** BEGIN Dataset excerpts **

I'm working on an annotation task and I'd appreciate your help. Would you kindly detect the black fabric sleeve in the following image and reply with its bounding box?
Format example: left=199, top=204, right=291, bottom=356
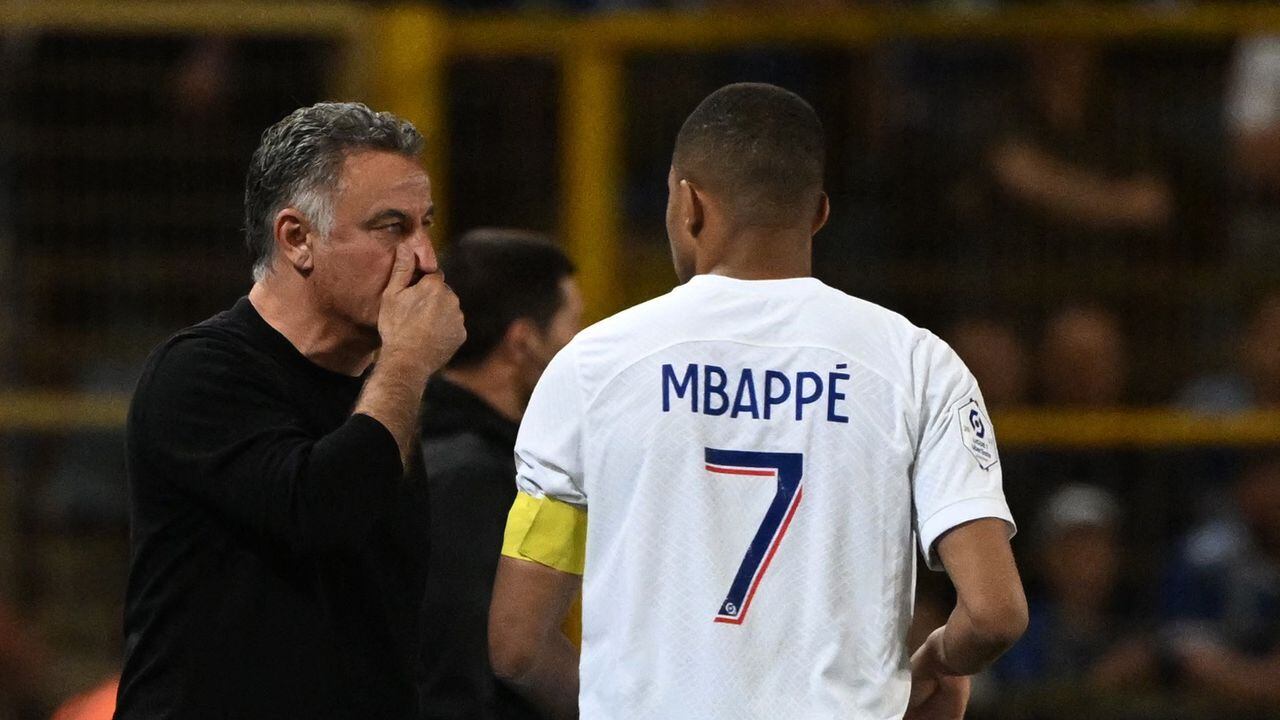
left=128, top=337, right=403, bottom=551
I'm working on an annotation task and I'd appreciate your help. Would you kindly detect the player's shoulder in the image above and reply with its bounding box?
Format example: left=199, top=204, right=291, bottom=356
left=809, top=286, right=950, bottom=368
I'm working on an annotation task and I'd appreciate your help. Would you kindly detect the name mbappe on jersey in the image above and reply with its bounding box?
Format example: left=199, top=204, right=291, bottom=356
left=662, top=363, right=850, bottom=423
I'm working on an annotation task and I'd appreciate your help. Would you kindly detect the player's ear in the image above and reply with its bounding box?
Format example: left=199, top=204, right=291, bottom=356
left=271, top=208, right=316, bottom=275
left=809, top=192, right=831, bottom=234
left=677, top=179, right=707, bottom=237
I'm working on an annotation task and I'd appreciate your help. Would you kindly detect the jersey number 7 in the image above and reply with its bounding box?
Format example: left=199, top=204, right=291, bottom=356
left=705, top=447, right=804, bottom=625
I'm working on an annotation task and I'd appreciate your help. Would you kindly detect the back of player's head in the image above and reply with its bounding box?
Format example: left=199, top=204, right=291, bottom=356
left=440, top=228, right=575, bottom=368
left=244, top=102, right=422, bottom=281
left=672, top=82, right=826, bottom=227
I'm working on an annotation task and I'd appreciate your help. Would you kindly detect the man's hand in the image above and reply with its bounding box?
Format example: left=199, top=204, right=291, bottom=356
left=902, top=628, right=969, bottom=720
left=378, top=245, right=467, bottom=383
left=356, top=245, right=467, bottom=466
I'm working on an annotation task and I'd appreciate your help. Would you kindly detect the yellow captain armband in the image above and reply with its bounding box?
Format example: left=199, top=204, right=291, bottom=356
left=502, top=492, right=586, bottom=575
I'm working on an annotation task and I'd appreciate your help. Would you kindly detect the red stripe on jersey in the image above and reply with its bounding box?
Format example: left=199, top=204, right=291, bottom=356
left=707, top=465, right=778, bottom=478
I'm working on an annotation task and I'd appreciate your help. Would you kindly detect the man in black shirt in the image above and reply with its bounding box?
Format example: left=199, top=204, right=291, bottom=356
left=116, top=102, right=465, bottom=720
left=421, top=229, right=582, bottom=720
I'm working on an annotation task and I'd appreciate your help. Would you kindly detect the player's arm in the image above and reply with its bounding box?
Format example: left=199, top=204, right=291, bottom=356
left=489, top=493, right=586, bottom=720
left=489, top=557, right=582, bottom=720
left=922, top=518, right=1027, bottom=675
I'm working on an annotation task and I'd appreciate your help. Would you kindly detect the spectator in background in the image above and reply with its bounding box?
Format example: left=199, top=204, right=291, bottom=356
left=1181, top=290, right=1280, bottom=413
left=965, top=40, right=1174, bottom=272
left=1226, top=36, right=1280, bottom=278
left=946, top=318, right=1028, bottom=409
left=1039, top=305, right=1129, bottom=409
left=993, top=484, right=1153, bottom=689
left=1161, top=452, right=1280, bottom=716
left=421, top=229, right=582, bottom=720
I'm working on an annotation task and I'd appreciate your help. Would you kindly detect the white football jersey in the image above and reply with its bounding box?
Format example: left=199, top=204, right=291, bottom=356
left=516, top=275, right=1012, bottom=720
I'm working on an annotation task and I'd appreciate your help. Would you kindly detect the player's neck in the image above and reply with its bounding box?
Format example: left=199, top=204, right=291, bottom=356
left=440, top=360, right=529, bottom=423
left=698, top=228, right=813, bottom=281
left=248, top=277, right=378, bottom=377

** END Dataset excerpts **

#### Problem description:
Reproduce everything in the records from the line containing "detect the back" down to the line containing "left=707, top=465, right=778, bottom=478", including both of those lines, with every character unchanged.

#### Finished exercise:
I'm working on an annotation task and I'd appreciate your help. Would you kindly detect the back of player's head in the image above and reply with its bounding box?
Format example: left=199, top=204, right=291, bottom=356
left=440, top=228, right=575, bottom=368
left=244, top=102, right=422, bottom=281
left=672, top=82, right=826, bottom=227
I'm working on an annotation task and I'd appreciate your help. Would you kindly detect the man's hand in the image above and reply with its bounding box?
Format example: left=199, top=204, right=291, bottom=356
left=902, top=628, right=969, bottom=720
left=378, top=245, right=467, bottom=383
left=356, top=245, right=467, bottom=466
I'm working on an annotation task and I'd appreciate your help. Would you kindly detect the yellow captain armband in the image above and reply with its bounding box?
Format example: left=199, top=204, right=291, bottom=356
left=502, top=492, right=586, bottom=575
I'm working on an annotation task and I'd appreciate your help. Would you kindly detect the red stripe on jersey in the image above and reply with its bounding box?
Format example: left=199, top=204, right=291, bottom=356
left=707, top=465, right=778, bottom=478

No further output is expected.